◆ Work to do
Present the following data again exactly as it is shown.

◆ The data
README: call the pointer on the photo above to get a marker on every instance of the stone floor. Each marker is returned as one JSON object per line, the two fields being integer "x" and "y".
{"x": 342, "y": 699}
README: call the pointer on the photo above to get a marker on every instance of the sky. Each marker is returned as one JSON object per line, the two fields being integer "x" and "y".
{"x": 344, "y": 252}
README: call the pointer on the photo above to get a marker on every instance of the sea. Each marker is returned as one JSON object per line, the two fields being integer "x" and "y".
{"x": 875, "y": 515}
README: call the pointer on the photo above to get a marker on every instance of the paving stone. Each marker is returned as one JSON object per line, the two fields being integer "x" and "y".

◆ Response for this exercise
README: call the pointer on the photo above to get a marker on every instance of the stone floor. Each marker is returned as one JSON object per line, the two fields being integer "x" and "y".
{"x": 342, "y": 699}
README: call the pointer on the photo above to get a marker on every instance of the sky. Each marker is returned as one JSON object per line, the two fields being integer "x" and "y".
{"x": 344, "y": 252}
README: call the pointer on the photo above to get a marker on every instance of the sea. Each marker is returned as one JSON object per line, the two fields being integer "x" and "y".
{"x": 875, "y": 515}
README: call the pointer on the photo above to get a marker on every instance of the paving stone. Each marker is returned as one JSON object per line, the two fields being integer "x" and "y".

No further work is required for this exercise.